Your assignment: Within the entries underneath, how many lines include the string "strap"? State only the number.
::: The input :::
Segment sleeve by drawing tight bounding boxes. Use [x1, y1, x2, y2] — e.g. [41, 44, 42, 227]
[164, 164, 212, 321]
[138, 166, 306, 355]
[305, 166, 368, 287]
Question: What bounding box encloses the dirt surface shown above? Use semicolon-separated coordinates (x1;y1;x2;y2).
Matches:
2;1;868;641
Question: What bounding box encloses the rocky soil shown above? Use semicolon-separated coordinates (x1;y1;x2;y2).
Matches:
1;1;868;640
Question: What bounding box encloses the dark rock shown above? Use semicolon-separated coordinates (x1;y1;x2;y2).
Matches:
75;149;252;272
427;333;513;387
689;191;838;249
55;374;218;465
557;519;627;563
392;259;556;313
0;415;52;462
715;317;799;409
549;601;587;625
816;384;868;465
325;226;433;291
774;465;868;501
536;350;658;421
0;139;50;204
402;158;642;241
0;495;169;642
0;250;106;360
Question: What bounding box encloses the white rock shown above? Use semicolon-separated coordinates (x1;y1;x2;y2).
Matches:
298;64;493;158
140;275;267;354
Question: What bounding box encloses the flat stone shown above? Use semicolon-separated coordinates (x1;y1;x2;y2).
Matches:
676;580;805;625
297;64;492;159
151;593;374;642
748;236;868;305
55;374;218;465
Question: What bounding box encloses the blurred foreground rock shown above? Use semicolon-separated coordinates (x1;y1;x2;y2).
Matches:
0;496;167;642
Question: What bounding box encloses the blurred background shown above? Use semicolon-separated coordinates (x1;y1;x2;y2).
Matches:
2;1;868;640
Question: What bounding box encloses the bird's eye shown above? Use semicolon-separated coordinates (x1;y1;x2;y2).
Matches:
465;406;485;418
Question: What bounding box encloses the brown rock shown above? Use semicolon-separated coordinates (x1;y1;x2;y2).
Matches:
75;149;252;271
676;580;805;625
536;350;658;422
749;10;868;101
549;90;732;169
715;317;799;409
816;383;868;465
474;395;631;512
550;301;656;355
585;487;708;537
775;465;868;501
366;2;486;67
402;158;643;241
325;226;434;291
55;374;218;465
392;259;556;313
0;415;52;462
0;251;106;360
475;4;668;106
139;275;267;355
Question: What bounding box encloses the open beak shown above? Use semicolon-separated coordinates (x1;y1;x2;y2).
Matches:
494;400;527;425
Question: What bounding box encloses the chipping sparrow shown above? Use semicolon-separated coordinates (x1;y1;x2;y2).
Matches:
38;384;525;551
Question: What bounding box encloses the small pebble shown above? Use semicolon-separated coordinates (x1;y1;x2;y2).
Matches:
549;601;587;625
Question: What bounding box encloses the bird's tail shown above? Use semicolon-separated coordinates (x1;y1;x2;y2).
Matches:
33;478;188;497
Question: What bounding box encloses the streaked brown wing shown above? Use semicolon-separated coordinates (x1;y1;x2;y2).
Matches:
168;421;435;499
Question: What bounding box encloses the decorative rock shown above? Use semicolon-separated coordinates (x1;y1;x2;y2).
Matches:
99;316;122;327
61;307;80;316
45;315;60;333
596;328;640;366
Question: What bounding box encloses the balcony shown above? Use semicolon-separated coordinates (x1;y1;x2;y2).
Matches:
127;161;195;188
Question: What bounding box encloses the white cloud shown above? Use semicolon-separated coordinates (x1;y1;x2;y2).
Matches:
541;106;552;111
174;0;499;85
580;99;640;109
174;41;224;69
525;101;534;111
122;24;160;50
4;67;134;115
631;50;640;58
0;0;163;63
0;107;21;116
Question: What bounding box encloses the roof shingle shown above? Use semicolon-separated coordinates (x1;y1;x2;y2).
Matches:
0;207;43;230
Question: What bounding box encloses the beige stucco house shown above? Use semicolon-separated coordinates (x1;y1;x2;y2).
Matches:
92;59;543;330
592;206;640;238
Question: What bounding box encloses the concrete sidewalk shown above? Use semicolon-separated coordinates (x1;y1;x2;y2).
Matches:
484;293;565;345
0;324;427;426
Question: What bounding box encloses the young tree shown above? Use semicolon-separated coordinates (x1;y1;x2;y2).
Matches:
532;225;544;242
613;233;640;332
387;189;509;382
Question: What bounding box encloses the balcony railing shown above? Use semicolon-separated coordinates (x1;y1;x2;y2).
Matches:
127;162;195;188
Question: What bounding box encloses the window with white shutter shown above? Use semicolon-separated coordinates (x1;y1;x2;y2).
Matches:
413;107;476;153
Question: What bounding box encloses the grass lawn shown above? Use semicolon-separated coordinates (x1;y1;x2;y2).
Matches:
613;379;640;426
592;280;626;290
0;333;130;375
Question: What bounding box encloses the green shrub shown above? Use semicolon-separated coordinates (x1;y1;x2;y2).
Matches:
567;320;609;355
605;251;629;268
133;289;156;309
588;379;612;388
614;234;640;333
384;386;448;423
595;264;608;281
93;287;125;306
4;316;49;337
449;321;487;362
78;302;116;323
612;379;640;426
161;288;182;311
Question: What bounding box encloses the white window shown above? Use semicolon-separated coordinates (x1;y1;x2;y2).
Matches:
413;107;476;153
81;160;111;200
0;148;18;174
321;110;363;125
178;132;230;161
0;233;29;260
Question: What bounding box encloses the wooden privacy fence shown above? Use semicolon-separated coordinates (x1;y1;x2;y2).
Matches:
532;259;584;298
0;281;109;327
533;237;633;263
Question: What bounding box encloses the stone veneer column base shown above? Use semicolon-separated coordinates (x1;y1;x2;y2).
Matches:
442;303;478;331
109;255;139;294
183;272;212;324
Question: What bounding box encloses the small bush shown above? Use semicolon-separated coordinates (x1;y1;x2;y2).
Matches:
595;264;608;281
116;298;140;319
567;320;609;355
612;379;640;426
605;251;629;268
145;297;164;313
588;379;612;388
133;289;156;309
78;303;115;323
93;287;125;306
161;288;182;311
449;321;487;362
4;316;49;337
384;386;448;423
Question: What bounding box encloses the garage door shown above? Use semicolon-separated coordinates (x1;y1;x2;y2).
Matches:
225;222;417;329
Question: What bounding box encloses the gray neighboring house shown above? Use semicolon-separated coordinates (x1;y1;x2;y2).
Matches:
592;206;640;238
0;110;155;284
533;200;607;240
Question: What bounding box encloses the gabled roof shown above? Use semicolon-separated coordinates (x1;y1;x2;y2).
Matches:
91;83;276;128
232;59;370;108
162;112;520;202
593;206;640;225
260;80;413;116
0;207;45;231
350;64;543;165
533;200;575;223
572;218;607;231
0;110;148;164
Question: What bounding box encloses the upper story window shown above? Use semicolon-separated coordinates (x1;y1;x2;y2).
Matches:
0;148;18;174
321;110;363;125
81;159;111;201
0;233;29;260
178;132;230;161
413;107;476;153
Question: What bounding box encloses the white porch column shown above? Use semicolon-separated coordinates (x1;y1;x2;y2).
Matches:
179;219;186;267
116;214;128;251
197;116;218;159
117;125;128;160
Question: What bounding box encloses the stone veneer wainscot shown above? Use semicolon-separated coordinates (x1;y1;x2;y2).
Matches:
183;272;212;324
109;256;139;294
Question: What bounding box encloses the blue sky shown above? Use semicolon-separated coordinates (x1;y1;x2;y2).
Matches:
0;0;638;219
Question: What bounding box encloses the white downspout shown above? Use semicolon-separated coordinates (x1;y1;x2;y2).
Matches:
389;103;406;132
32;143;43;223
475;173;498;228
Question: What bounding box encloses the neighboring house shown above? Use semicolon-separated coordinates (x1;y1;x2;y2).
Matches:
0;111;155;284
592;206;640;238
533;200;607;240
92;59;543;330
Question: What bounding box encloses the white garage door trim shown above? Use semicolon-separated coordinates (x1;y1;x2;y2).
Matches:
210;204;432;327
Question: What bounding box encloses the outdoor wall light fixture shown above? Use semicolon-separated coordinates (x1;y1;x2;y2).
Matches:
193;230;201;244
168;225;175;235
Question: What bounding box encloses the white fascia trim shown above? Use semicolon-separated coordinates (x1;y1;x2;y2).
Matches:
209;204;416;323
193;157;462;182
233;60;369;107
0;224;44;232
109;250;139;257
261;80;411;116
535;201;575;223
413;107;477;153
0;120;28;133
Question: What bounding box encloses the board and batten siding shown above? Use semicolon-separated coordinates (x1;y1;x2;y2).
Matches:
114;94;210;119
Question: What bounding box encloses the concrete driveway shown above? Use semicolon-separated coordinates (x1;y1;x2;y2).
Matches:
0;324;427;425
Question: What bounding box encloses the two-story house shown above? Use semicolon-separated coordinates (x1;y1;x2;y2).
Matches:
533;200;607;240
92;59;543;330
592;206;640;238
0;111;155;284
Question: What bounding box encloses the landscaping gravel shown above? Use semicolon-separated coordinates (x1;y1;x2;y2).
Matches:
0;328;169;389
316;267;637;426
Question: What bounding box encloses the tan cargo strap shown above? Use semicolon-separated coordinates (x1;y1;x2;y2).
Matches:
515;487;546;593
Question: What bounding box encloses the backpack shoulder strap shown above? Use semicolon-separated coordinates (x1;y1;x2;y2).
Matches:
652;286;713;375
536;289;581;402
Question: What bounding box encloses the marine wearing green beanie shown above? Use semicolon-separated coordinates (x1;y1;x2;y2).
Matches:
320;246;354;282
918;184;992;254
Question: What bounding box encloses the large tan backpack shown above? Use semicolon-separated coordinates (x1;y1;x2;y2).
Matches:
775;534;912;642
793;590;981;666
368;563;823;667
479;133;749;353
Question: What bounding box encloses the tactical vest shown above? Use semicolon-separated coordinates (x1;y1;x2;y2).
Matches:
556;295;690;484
:::
Response to the exercise: 2